Peer-reviewed research shows the primary source of dioxins and dioxinlike compounds is human-influenced, such as industrial activity. PCP and dioxins are both chlorine-based organic chemicals. That means when manufacturers produce PCP, they use heat and chlorine, and under those conditions, some molecules can recombine and form dioxins as unintentional byproducts. The same thing can happen later if PCP-treated wood is burned or overheated. High, uncontrolled heat can break PCP molecules apart and allow them to recombine into dioxins.
Dioxins can travel in air emissions from production and in dust from treated products as they dry or move in transit.
In 1986, the city of Eugene bought the site and converted it into Trainsong Park.
Over the decades since, Eugene Parks and Open Space managed ongoing upgrades — including a playground, skate ramps and walking paths — work that involved moving large amounts of soil.


‘Ubiquitous nature’
Emily Proudfoot was among the crews, and she has spent nearly her entire 26-year career with the city of Eugene with her sleeves rolled up on projects at Trainsong Park.
“In the early 2000s, we didn’t know anything about, or even think to look for, soil contamination at Trainsong Park,” said Proudfoot, principal landscape architect for the parks department. “In retrospect, we did a lot of excavation in what turned out to be pretty contaminated soil.”
Trainsong Park sits between Highway 99 and Bethel Drive.
She said any fill brought into the park — gravel or soil — had to be clean, weed-free and meet strict specifications, suggesting the contamination most likely predated the park improvements. But she and state regulators still do not know the source of the contamination.
We’ve got to get a place for folks to be able to come back and enjoy.
Emily proudfoot, Eugene Parks and open space
“Due to the ubiquitous nature of dioxins in the environment, the source or sources of the area contamination is unknown,” state Department of Environmental Quality spokesperson Dylan Darling wrote in an email.
Lookout asked whether DEQ compared the chemical makeup of the dioxins found at Trainsong Park with those at the J.H. Baxter site. The agency did not provide an answer.

“You look for responsible parties, because they would be the ones to clean it up, right?” Proudfoot said. “We couldn’t get anything definitive.”

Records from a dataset
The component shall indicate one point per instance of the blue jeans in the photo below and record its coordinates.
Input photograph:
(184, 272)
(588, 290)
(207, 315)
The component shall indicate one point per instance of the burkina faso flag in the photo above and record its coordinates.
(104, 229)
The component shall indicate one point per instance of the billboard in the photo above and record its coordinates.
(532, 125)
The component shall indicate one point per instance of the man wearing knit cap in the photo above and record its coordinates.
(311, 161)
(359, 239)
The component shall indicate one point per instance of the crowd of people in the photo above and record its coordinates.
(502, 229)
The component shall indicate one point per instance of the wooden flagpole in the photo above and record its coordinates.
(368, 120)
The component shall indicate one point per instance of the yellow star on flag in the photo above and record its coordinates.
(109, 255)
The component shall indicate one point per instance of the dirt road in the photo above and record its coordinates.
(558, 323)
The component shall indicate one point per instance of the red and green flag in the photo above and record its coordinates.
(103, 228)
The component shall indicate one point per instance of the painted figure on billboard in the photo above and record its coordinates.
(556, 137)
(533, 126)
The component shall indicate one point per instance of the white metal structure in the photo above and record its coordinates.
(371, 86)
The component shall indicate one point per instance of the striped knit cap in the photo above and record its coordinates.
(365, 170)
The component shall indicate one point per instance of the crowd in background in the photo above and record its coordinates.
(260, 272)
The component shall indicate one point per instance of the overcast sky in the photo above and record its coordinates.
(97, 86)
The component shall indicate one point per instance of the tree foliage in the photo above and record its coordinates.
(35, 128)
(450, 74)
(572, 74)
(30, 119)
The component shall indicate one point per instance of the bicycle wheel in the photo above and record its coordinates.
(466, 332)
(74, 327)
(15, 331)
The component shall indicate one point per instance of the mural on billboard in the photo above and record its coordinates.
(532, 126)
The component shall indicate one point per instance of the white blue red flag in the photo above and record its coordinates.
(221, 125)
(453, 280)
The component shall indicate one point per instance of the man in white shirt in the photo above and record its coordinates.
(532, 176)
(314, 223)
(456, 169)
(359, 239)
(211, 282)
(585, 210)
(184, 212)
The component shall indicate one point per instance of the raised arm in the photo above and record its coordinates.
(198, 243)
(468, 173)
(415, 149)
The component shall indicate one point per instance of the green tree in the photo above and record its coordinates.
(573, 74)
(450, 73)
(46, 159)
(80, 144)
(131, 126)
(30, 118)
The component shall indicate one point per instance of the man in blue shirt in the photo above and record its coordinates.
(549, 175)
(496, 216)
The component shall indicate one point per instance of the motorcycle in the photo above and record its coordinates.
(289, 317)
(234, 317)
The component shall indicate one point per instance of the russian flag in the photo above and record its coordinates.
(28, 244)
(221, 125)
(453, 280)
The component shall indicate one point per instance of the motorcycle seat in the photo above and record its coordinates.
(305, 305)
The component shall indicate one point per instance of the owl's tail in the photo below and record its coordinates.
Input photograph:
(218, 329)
...
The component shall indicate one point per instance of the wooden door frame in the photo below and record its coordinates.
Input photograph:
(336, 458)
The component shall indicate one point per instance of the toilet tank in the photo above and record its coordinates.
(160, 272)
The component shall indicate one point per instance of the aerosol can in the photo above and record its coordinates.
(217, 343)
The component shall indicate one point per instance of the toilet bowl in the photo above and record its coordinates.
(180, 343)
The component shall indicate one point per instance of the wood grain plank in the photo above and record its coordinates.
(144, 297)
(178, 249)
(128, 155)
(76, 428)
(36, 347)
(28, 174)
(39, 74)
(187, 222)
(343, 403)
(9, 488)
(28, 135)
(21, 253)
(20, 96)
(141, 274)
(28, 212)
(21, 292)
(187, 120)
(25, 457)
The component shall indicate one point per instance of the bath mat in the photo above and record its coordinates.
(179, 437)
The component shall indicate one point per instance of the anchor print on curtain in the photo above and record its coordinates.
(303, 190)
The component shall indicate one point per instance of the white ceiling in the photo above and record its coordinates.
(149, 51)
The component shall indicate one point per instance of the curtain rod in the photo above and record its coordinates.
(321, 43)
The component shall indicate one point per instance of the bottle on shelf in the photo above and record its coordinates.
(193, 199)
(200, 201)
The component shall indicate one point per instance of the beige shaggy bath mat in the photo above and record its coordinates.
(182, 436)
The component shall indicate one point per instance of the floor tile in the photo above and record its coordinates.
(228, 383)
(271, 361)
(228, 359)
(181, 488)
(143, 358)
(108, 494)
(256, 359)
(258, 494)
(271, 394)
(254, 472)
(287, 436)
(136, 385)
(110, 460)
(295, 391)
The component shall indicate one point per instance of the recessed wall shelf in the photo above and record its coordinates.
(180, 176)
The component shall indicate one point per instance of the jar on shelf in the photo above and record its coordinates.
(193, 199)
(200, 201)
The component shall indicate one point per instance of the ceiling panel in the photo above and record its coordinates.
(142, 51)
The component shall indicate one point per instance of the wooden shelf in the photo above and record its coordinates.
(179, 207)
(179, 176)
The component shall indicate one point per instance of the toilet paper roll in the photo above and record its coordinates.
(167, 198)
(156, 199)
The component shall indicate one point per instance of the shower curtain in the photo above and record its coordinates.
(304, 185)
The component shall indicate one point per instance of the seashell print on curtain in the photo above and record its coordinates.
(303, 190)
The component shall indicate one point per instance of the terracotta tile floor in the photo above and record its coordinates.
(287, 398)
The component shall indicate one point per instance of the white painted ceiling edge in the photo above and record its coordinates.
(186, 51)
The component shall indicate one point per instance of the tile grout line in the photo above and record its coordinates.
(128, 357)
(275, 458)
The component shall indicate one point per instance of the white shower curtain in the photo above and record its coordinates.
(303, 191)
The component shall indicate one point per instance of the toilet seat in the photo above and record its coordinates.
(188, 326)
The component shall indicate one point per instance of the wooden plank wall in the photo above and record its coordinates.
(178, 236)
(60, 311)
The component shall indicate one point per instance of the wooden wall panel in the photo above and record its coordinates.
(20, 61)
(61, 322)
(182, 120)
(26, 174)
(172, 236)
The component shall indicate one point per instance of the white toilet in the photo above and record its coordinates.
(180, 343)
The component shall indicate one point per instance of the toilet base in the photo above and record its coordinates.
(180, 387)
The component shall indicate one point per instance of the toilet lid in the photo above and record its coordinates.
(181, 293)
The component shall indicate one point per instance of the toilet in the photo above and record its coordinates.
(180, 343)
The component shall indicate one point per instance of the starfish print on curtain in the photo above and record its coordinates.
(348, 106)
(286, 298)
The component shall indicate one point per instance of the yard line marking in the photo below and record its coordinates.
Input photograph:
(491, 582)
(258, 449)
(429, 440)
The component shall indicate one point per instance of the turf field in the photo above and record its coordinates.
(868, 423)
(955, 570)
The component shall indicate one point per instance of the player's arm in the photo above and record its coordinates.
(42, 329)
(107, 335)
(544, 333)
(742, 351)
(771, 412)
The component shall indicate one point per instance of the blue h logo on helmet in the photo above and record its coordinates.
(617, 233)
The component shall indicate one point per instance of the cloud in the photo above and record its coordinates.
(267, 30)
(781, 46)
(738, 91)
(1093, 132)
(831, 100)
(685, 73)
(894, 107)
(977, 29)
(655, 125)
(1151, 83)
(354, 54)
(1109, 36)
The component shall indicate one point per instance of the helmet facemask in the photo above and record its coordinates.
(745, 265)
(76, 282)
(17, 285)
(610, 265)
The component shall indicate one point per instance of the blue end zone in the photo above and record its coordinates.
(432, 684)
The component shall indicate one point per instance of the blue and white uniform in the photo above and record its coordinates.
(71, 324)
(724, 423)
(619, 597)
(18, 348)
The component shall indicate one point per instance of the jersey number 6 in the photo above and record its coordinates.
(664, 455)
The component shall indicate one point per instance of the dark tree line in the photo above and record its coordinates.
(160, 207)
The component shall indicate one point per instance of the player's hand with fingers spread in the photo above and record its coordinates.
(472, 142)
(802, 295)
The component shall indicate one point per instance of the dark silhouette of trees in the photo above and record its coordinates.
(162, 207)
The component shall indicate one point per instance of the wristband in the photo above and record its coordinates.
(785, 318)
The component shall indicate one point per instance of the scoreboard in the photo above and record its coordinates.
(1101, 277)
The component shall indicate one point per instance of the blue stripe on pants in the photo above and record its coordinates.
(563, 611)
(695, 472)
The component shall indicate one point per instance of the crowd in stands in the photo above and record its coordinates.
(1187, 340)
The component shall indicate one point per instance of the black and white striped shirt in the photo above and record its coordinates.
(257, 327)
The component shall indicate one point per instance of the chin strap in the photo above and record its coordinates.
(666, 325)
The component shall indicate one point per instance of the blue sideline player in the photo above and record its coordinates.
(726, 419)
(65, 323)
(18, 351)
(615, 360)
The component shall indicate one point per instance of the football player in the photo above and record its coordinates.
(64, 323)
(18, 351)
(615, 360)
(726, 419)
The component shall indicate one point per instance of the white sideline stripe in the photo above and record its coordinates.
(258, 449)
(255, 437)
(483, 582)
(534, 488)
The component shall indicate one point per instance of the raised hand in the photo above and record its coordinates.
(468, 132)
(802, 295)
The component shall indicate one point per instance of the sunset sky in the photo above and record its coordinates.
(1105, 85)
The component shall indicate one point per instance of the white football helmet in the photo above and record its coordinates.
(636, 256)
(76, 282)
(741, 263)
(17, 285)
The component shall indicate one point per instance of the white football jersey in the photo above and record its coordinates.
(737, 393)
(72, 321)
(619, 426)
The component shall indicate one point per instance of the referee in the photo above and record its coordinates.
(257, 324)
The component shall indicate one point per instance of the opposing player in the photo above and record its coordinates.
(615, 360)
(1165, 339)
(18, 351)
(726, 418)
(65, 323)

Prompt: Continue the article on dioxin contamination at Trainsong Park, starting after its last sentence.

Output for this exercise:
She and her team applied for a competitive federal brownfields grant, which the Environmental Protection Agency defines as a property where redevelopment is complicated by real or suspected contamination and cleanup costs are often beyond what owners or communities can afford. There are more than 450,000 brownfields in the United States, and the grants are funded through congressional appropriations.
The EPA awarded Trainsong Park $1.5 million in 2024.
DEQ is working with the city through a voluntary cleanup agreement, in which the city pays the agency to review and approve the technical work so the final remedy meets state standards.
They had hoped to start remediation work in 2025, but had to navigate government agreements, which lagged during last year’s federal shutdown.

Proudfoot said the focus now is on moving the cleanup forward. This month’s testing goes deeper than what DEQ could afford a few years ago, literally digging inches further into the ground.
She and city staff plan to host a series of public meetings to present the 2026 cleanup plan, discuss 2027 renovations and gather community feedback. The first will be at 6 p.m. April 9 at Lion of Judah Christian Center, 2600 Wood Ave., Eugene.
“We’ve got to get a place for folks to be able to come back and enjoy and be with their families and feel safe and, you know, build their neighborhood and community and social connections,” Proudfoot said.
That’s the change neighbors like Carroll say they are ready to see, though he said he wants to see concrete plans rather than another round of community discussion.
“‘Let’s have another meeting. Let’s bore another hole.’ Well, OK,” he said, throwing up his hands before walking on along the chain-link fence.